• The task
Where a line in the listing below holds the word "dresser", count that line; give the total alone.

• Data supplied

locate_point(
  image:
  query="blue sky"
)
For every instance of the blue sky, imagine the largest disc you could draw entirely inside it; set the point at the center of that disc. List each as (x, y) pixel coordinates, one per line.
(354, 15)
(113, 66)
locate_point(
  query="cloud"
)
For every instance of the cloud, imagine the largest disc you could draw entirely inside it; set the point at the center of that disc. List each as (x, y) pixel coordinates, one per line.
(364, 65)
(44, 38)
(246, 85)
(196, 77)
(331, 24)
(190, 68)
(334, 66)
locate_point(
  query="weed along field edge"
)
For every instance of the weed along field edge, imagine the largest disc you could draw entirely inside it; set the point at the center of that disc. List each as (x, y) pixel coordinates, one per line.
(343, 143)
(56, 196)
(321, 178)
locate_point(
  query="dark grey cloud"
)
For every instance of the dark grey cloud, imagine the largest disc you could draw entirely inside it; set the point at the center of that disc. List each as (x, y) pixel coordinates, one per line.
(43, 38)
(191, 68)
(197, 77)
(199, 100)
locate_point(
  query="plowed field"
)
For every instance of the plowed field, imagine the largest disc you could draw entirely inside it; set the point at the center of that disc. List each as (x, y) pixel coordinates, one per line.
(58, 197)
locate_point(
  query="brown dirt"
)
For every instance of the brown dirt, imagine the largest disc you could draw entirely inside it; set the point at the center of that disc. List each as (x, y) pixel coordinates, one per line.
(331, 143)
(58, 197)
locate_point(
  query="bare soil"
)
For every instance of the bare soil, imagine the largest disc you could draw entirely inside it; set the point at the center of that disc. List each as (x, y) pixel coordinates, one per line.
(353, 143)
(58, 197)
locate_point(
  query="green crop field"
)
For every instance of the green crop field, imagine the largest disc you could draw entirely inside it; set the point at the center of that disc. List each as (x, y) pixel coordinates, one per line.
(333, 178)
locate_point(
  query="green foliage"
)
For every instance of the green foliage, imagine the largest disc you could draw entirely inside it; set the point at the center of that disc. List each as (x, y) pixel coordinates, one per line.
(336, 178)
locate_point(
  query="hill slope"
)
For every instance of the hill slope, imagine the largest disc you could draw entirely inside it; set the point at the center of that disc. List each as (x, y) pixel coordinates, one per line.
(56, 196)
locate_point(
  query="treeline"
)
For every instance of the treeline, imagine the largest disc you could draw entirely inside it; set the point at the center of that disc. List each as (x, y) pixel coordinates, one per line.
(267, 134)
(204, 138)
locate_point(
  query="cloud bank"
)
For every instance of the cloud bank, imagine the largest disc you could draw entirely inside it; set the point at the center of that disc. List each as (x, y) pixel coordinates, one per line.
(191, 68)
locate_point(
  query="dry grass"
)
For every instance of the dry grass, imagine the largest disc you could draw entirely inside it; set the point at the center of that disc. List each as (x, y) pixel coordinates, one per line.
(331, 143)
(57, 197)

--

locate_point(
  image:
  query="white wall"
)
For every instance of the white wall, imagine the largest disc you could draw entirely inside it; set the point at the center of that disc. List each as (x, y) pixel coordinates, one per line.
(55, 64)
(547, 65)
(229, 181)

...

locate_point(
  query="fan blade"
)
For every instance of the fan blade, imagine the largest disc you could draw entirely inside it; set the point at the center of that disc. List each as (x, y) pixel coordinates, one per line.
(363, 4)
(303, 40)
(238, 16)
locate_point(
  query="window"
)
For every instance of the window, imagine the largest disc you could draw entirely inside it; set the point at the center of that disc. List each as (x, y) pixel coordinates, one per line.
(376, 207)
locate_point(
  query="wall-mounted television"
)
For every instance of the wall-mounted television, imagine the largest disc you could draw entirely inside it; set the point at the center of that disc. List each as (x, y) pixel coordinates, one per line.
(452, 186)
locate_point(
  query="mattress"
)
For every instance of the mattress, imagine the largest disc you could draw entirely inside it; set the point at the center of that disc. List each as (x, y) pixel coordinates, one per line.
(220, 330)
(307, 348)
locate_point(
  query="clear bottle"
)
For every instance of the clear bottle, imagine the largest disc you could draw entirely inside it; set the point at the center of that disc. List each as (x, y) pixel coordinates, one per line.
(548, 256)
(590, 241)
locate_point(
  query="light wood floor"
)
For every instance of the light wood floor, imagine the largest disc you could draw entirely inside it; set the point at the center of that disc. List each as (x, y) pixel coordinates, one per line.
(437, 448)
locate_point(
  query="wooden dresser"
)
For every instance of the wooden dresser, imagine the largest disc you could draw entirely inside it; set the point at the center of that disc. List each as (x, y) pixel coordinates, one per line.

• Response area
2